BEGIN Given records

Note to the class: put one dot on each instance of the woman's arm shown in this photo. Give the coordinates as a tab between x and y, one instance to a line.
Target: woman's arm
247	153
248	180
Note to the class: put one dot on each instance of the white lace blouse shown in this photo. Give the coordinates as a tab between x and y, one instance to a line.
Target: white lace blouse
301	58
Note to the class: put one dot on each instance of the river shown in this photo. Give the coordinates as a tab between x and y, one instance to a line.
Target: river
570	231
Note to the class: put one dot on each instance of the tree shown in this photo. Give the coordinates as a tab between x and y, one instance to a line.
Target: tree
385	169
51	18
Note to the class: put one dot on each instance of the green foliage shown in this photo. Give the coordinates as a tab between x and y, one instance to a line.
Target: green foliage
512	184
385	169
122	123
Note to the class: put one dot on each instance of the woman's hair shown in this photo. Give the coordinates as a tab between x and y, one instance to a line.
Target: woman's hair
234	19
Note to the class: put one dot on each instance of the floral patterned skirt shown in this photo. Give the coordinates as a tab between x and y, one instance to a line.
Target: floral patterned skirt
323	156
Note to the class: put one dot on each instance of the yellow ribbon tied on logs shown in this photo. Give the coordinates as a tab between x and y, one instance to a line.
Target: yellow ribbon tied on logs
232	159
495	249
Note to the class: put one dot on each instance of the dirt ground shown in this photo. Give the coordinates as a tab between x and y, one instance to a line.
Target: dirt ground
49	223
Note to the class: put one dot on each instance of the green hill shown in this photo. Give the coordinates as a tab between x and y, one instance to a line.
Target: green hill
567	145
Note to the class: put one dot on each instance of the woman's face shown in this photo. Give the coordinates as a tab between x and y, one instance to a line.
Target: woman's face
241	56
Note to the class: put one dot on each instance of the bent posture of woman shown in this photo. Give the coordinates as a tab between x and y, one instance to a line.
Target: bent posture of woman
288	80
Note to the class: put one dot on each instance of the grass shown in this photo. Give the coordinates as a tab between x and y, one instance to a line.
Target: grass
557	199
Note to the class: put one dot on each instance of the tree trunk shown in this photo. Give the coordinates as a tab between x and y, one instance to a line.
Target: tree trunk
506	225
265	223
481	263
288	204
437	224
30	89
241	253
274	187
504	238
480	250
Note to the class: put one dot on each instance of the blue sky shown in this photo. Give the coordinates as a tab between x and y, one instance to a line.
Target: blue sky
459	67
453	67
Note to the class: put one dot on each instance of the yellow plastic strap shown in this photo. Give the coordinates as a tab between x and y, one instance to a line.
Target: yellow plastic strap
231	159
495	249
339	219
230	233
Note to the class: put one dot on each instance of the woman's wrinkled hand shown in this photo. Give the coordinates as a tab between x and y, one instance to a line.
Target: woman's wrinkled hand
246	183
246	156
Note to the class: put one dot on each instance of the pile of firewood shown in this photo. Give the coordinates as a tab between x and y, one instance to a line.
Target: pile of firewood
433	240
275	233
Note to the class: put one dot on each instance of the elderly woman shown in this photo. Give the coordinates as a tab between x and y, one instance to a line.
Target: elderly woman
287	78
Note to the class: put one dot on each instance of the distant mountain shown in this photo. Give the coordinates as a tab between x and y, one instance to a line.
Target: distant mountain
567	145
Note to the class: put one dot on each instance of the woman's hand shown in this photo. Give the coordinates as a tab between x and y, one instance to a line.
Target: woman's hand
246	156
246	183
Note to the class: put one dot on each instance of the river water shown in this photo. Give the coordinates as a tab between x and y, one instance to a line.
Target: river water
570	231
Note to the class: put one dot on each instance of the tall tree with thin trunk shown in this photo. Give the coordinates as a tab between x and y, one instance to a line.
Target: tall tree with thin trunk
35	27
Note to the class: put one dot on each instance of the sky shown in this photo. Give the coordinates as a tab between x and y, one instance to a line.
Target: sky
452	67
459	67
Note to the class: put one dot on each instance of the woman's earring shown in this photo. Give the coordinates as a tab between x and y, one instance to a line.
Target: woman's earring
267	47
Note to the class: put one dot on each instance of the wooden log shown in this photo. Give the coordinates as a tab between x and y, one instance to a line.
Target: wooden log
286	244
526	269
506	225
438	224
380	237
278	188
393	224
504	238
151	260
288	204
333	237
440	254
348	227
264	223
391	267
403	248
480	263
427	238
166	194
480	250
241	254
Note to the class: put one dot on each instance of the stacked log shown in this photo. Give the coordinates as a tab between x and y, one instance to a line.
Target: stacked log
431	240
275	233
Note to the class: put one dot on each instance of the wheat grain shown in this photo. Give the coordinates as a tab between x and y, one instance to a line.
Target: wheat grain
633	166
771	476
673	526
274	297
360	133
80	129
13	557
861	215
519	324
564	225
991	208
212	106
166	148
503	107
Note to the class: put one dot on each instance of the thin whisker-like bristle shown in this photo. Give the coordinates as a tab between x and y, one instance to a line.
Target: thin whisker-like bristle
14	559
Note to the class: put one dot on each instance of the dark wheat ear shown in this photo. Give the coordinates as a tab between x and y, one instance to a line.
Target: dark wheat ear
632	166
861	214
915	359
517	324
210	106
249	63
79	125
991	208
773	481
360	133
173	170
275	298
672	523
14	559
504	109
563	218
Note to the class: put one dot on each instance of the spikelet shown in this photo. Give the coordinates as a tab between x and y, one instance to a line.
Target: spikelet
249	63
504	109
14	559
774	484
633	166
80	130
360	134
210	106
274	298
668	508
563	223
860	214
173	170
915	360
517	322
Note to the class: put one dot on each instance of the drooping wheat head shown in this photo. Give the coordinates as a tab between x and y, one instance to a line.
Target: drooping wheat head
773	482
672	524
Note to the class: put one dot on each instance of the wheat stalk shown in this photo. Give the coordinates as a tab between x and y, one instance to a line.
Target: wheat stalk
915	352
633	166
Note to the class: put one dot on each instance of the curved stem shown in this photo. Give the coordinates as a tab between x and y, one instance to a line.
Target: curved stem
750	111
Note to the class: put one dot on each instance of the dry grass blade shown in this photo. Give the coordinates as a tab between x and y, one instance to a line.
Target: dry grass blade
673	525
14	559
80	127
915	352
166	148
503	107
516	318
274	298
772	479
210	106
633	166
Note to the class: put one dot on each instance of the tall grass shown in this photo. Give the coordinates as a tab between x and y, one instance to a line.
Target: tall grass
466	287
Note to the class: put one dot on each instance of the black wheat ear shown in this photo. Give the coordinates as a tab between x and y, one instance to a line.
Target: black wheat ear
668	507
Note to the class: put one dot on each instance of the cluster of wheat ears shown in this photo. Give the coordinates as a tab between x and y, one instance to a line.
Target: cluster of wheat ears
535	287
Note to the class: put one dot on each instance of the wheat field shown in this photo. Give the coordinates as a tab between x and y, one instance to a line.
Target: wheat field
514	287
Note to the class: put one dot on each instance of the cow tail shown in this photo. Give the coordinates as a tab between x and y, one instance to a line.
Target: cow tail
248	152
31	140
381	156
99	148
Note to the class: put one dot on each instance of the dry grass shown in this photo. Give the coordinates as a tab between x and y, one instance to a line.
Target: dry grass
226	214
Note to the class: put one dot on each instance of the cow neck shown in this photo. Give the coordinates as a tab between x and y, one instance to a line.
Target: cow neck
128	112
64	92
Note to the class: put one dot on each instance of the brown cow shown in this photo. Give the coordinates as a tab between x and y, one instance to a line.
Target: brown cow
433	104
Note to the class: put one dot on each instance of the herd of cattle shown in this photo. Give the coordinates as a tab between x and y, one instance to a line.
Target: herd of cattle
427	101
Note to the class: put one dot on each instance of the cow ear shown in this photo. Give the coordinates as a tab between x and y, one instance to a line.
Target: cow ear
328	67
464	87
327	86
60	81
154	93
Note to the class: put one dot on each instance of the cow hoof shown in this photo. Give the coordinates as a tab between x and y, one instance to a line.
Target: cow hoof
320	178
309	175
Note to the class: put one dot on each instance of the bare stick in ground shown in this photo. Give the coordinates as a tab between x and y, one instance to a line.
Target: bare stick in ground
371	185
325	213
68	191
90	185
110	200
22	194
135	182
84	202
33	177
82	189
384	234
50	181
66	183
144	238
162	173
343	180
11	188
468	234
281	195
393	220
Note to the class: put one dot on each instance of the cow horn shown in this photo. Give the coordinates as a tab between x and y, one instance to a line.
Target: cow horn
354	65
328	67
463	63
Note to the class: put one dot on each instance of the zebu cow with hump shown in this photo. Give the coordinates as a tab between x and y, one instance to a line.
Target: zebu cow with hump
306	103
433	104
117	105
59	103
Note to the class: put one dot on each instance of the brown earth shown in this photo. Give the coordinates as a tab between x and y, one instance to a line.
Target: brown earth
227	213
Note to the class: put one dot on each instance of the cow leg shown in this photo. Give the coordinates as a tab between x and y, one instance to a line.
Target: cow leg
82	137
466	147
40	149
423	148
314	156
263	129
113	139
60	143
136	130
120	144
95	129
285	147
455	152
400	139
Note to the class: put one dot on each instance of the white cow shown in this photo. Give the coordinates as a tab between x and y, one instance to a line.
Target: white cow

END Given records

Everything from the line containing "Target: wooden log" through the line containing "the wheat grain" in the material above should be retyped exactly, both ends included, and nothing more.

Target: wooden log
286	244
526	269
506	225
438	224
380	237
278	188
393	224
504	238
151	260
288	204
333	237
440	254
348	227
264	223
391	267
403	248
480	263
427	238
166	194
480	250
241	254
Note to the class: put one dot on each instance of the stacked log shown in this photo. Give the coordinates as a tab between x and y, one instance to a line.
Target: stacked log
431	240
275	233
Note to the class: put one dot on each instance of the wheat grain shown in this photo. Give the coordinates as a tab between x and y, one instance to a line.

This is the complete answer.